[WHAT IS REQUIRED] Copy out every line of the entries below that contains the word "girl".

**** DATA TO PROCESS

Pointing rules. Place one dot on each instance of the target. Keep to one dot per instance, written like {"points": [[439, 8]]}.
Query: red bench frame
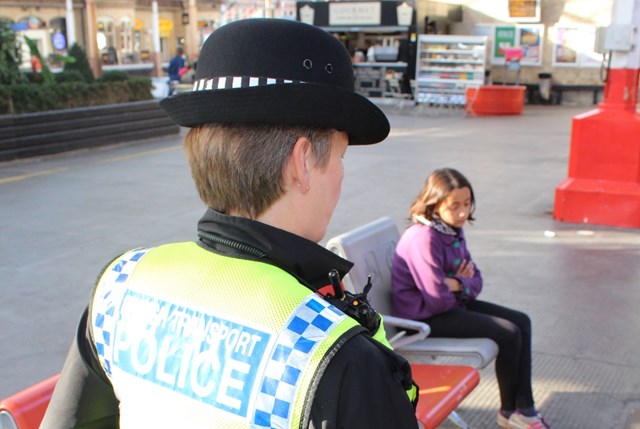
{"points": [[27, 407], [442, 388]]}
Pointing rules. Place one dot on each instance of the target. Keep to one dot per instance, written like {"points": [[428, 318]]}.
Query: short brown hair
{"points": [[436, 189], [239, 167]]}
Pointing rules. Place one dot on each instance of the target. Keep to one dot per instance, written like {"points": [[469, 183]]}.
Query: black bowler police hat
{"points": [[276, 71]]}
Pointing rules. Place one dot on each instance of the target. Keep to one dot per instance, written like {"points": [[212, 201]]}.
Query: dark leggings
{"points": [[510, 329]]}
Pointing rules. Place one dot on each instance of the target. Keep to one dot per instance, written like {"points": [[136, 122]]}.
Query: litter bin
{"points": [[159, 87], [544, 86]]}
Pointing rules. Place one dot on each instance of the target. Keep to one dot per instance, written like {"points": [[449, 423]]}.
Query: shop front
{"points": [[380, 36]]}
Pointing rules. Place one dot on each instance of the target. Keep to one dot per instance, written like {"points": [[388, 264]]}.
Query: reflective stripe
{"points": [[240, 365]]}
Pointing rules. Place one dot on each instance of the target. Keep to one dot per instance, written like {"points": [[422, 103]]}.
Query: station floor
{"points": [[579, 283], [64, 216]]}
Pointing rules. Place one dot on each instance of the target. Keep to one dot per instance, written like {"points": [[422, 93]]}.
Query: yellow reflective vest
{"points": [[190, 338]]}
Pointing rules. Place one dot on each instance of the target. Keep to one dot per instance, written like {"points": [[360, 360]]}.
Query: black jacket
{"points": [[362, 387]]}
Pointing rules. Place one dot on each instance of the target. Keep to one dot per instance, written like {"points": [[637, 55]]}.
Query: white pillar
{"points": [[627, 13], [155, 34], [71, 24]]}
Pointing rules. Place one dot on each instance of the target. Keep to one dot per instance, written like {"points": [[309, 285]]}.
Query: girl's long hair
{"points": [[436, 189]]}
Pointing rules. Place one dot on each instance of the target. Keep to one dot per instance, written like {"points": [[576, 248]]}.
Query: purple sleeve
{"points": [[424, 258], [471, 287]]}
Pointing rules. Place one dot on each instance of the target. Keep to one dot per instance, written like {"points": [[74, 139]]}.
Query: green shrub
{"points": [[70, 76], [81, 64], [114, 76], [10, 55]]}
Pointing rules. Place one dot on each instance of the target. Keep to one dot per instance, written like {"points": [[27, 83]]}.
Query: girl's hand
{"points": [[454, 285], [466, 269]]}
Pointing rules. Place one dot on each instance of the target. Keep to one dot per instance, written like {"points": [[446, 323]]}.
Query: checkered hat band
{"points": [[307, 327], [233, 82], [111, 290]]}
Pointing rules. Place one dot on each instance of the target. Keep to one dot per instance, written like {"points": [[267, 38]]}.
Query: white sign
{"points": [[405, 13], [358, 13], [307, 14]]}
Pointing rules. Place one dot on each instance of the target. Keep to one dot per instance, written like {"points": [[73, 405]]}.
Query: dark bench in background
{"points": [[533, 92], [42, 133]]}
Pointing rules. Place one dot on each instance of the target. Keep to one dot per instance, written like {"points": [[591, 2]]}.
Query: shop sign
{"points": [[307, 14], [59, 41], [524, 10], [357, 13], [505, 38], [405, 13], [165, 26]]}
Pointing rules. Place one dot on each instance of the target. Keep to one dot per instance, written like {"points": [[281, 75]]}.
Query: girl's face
{"points": [[455, 209]]}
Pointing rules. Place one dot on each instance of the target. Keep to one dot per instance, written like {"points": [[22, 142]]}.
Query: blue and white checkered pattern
{"points": [[110, 292], [307, 327]]}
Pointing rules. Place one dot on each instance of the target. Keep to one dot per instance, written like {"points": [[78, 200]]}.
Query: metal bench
{"points": [[371, 247]]}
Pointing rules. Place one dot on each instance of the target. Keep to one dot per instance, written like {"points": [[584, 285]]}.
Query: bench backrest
{"points": [[371, 248]]}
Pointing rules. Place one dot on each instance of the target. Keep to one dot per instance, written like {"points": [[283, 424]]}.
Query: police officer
{"points": [[235, 329]]}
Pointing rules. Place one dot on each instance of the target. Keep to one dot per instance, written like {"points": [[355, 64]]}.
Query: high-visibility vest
{"points": [[190, 338]]}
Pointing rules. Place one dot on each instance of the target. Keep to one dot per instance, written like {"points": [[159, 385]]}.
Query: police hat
{"points": [[276, 71]]}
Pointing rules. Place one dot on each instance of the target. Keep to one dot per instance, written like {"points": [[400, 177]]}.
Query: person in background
{"points": [[189, 76], [233, 329], [435, 280], [176, 63]]}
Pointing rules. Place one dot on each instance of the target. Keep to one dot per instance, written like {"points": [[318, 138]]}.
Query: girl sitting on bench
{"points": [[435, 280]]}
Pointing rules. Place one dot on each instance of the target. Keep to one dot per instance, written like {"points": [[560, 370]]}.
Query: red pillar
{"points": [[603, 182]]}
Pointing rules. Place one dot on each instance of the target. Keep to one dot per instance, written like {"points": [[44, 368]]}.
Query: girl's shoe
{"points": [[503, 422], [519, 421]]}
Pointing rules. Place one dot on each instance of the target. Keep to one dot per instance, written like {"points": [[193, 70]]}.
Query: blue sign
{"points": [[19, 26], [59, 41], [200, 355]]}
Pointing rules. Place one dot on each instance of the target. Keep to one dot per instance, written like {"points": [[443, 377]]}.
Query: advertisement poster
{"points": [[505, 38], [531, 44], [573, 46], [524, 10], [529, 37], [564, 48]]}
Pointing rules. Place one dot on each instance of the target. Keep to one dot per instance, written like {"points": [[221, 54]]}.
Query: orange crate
{"points": [[495, 100]]}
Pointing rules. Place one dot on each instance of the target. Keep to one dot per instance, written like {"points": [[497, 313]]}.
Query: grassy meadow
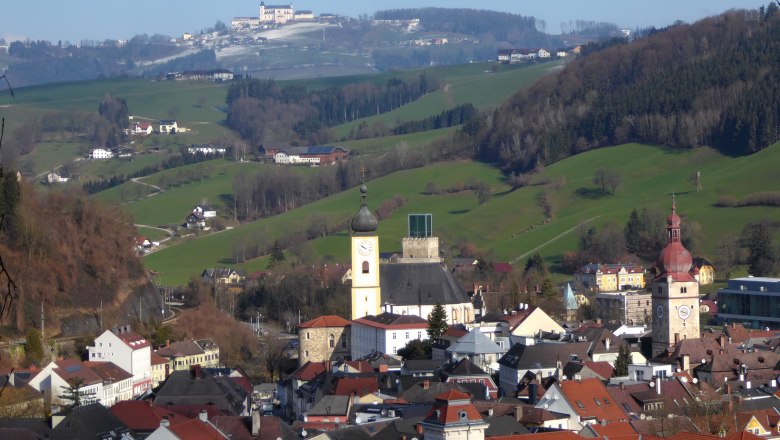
{"points": [[512, 224]]}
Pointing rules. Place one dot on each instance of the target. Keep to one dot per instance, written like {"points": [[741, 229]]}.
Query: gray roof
{"points": [[419, 284], [188, 388], [335, 405], [474, 342], [529, 357]]}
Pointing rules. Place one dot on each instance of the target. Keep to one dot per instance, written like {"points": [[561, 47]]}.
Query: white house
{"points": [[101, 153], [206, 211], [141, 128], [386, 333], [130, 351], [102, 382], [168, 126]]}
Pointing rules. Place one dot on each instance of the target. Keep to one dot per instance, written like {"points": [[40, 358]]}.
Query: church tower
{"points": [[366, 293], [675, 292]]}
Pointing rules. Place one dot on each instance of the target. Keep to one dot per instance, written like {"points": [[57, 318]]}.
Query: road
{"points": [[568, 231]]}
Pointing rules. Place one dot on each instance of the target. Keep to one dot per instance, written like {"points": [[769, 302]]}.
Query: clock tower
{"points": [[366, 293], [675, 292]]}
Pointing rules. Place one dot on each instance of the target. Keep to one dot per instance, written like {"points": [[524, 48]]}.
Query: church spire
{"points": [[364, 220]]}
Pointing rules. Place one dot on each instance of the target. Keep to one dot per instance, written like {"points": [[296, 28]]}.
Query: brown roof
{"points": [[157, 359], [74, 369], [108, 371], [325, 321], [181, 348], [590, 399]]}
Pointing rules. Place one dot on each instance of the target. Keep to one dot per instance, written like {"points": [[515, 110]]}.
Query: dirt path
{"points": [[520, 257]]}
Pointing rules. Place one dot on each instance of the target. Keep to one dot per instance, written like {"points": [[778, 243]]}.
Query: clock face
{"points": [[365, 247]]}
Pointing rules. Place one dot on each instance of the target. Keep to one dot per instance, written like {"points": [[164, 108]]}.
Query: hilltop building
{"points": [[675, 292], [413, 287], [276, 14]]}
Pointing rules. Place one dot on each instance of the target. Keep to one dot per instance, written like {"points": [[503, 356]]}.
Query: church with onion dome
{"points": [[675, 292], [412, 286]]}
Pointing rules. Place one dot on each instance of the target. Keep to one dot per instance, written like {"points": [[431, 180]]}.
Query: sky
{"points": [[77, 20]]}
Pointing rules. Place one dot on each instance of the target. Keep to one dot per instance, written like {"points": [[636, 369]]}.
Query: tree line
{"points": [[711, 83], [262, 111]]}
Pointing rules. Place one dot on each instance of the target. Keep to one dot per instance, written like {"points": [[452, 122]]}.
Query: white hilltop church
{"points": [[414, 285]]}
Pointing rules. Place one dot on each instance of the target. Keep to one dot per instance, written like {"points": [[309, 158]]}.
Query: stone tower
{"points": [[675, 292], [366, 293]]}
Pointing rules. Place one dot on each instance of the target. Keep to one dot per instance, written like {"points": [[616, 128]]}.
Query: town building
{"points": [[633, 307], [386, 333], [675, 292], [127, 349], [325, 338], [276, 14], [754, 301], [409, 288], [610, 277], [184, 354]]}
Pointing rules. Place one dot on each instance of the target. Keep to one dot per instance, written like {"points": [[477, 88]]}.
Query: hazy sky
{"points": [[76, 20]]}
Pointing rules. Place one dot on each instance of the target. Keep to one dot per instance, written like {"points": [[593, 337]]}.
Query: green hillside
{"points": [[473, 83], [503, 226]]}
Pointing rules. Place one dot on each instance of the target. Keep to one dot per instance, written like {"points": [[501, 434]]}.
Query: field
{"points": [[472, 83], [503, 226]]}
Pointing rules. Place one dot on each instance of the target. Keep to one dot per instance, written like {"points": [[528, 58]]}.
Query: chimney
{"points": [[532, 393], [255, 423]]}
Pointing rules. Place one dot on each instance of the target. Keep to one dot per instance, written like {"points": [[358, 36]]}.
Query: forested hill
{"points": [[715, 83], [492, 25]]}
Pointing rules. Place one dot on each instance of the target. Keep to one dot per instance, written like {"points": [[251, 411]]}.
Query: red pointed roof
{"points": [[674, 260], [325, 321]]}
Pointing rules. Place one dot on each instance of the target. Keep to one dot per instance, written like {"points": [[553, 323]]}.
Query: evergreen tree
{"points": [[761, 257], [623, 361], [277, 254], [416, 349], [72, 395], [437, 322], [33, 347]]}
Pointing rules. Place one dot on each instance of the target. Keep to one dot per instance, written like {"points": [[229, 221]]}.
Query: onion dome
{"points": [[364, 220], [674, 258]]}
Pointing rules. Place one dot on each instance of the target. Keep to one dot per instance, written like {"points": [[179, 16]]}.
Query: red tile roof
{"points": [[141, 415], [590, 399], [325, 321]]}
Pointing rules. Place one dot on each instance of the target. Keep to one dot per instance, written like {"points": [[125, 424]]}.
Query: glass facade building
{"points": [[752, 301]]}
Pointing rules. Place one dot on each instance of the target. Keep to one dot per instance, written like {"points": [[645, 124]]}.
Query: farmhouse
{"points": [[207, 149], [101, 153], [168, 126], [320, 155]]}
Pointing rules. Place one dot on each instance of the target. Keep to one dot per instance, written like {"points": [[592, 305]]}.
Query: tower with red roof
{"points": [[675, 292]]}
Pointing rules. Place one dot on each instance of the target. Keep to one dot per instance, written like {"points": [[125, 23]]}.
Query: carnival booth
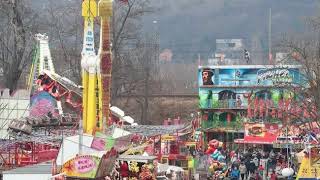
{"points": [[173, 172]]}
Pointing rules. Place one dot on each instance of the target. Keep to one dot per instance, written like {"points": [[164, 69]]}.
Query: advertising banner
{"points": [[261, 133], [84, 166]]}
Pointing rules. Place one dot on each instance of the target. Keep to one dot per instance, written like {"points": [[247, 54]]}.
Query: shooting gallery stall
{"points": [[89, 166]]}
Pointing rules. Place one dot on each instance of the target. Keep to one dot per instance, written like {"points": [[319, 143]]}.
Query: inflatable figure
{"points": [[213, 145]]}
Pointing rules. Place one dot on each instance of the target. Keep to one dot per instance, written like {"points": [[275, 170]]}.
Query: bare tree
{"points": [[305, 50], [16, 39]]}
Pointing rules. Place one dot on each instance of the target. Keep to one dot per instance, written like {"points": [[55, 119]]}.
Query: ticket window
{"points": [[164, 160], [182, 163]]}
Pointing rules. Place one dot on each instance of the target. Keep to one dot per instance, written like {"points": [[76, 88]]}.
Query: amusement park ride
{"points": [[56, 101]]}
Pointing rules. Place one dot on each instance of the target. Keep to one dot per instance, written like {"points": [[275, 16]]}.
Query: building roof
{"points": [[42, 168], [149, 130], [137, 158]]}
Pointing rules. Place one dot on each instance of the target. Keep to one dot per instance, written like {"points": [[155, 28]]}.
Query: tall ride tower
{"points": [[96, 70]]}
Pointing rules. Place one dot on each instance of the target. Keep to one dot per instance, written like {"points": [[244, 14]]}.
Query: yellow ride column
{"points": [[104, 54], [89, 68]]}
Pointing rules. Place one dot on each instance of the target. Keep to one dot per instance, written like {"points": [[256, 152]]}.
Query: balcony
{"points": [[222, 104]]}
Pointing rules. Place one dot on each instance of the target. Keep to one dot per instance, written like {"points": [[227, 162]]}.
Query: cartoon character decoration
{"points": [[213, 145], [216, 158], [146, 173], [134, 167]]}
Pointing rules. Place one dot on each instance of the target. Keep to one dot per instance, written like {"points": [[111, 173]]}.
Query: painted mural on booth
{"points": [[84, 166]]}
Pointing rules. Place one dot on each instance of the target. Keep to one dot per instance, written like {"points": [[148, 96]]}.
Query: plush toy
{"points": [[213, 145]]}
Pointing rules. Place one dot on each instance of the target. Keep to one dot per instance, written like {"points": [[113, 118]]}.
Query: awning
{"points": [[137, 158], [259, 133], [243, 141]]}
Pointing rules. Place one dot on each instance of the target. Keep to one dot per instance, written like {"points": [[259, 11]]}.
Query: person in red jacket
{"points": [[124, 170]]}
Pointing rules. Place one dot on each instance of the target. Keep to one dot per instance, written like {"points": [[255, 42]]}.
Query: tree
{"points": [[305, 49], [16, 39]]}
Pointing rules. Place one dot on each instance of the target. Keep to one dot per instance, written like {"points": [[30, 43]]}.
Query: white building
{"points": [[12, 107]]}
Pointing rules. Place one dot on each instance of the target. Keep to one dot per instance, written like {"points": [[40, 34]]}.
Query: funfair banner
{"points": [[83, 166], [261, 133]]}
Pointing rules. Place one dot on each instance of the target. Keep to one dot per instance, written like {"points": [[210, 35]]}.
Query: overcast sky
{"points": [[191, 26]]}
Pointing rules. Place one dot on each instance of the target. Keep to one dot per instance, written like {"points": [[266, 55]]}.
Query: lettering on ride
{"points": [[84, 165], [276, 75]]}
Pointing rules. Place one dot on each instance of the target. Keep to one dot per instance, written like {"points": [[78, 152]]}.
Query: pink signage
{"points": [[84, 164]]}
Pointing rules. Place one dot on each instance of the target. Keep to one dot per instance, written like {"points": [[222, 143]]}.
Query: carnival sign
{"points": [[275, 75], [84, 166]]}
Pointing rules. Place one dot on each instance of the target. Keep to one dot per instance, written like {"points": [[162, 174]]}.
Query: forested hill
{"points": [[189, 27]]}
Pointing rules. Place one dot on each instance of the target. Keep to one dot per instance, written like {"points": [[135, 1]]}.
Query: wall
{"points": [[26, 176], [12, 107]]}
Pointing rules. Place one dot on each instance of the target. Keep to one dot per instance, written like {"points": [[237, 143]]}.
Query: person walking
{"points": [[243, 171], [235, 174]]}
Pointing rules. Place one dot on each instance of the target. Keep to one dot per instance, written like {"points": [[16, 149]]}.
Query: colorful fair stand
{"points": [[90, 166], [259, 133], [85, 166]]}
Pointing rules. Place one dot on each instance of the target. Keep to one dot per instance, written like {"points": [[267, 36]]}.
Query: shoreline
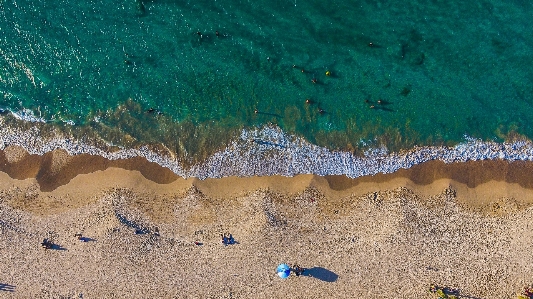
{"points": [[268, 151], [381, 235], [462, 224]]}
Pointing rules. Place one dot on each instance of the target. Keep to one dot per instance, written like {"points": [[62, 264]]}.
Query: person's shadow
{"points": [[7, 287], [57, 247], [321, 274]]}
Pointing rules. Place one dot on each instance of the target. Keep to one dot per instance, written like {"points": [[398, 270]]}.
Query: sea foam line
{"points": [[270, 151]]}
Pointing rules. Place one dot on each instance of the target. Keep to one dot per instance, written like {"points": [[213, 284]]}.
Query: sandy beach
{"points": [[464, 225]]}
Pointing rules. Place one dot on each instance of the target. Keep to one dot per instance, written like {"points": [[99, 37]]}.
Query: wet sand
{"points": [[462, 225]]}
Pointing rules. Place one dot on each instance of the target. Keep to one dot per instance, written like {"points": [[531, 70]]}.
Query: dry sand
{"points": [[466, 226]]}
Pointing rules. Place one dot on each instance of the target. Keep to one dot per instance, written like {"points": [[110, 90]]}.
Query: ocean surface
{"points": [[344, 75]]}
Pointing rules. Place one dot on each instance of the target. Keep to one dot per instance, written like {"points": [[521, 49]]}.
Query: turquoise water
{"points": [[400, 73]]}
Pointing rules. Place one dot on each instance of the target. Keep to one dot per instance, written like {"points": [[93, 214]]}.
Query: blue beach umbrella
{"points": [[283, 271]]}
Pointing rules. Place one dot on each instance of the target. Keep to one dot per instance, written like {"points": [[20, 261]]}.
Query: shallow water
{"points": [[400, 74]]}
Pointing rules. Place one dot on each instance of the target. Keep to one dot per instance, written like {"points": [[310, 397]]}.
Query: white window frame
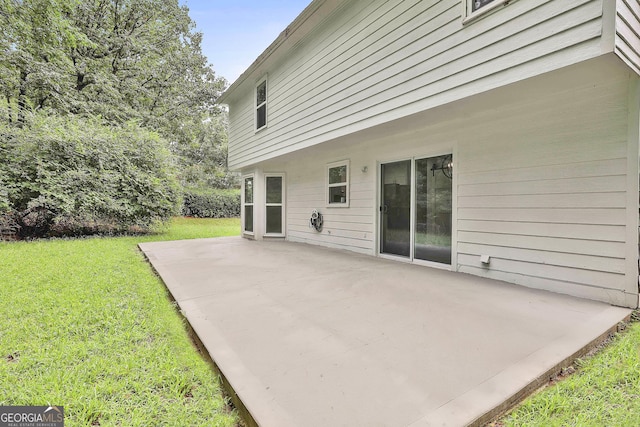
{"points": [[281, 204], [328, 186], [244, 204], [257, 107], [469, 15]]}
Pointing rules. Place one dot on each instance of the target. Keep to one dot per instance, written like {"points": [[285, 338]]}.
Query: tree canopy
{"points": [[118, 64]]}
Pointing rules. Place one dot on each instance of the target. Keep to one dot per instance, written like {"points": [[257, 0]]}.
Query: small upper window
{"points": [[474, 9], [477, 4], [338, 184], [261, 105]]}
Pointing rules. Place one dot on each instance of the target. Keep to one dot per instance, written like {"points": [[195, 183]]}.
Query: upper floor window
{"points": [[261, 104], [474, 9], [338, 184]]}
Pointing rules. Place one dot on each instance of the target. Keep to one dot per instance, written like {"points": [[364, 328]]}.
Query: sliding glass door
{"points": [[416, 207], [396, 208]]}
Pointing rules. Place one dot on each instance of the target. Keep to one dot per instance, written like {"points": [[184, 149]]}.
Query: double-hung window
{"points": [[274, 204], [338, 184], [247, 204], [261, 105]]}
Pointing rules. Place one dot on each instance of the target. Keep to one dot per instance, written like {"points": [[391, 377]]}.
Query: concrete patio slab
{"points": [[309, 336]]}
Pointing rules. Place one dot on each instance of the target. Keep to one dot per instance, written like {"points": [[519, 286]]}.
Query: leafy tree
{"points": [[119, 67], [71, 175]]}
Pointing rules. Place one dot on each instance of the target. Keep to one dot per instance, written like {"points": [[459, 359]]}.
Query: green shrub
{"points": [[73, 175], [211, 203]]}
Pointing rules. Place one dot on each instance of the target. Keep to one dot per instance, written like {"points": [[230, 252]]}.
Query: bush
{"points": [[72, 176], [211, 203]]}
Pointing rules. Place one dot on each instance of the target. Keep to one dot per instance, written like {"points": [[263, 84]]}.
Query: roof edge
{"points": [[296, 25]]}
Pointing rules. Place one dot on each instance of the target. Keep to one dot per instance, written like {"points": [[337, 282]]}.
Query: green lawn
{"points": [[87, 325], [604, 391]]}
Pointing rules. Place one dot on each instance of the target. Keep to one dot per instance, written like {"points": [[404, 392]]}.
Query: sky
{"points": [[236, 32]]}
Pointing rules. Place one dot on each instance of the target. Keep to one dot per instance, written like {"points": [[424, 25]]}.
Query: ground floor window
{"points": [[274, 208], [247, 204], [338, 184]]}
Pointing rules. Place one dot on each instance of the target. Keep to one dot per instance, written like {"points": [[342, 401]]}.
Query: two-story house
{"points": [[491, 137]]}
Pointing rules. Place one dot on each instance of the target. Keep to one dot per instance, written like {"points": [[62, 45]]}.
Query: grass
{"points": [[604, 391], [87, 325]]}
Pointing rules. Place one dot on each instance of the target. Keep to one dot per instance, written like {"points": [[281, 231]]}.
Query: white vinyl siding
{"points": [[627, 39], [377, 61]]}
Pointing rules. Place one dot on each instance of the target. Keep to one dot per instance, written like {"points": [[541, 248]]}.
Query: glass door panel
{"points": [[396, 208], [274, 206], [432, 238]]}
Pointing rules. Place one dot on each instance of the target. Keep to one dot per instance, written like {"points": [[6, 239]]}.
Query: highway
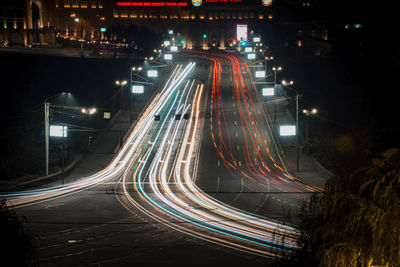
{"points": [[201, 185]]}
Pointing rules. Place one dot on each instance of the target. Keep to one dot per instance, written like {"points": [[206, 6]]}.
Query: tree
{"points": [[356, 222], [18, 245]]}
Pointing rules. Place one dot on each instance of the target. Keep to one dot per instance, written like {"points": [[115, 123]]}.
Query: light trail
{"points": [[120, 161]]}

********

[RESPONSE BELOW]
Query: girl's long hair
Query: girl's hand
Query: girl's face
Query: girl sitting on bench
Query: girl's shoe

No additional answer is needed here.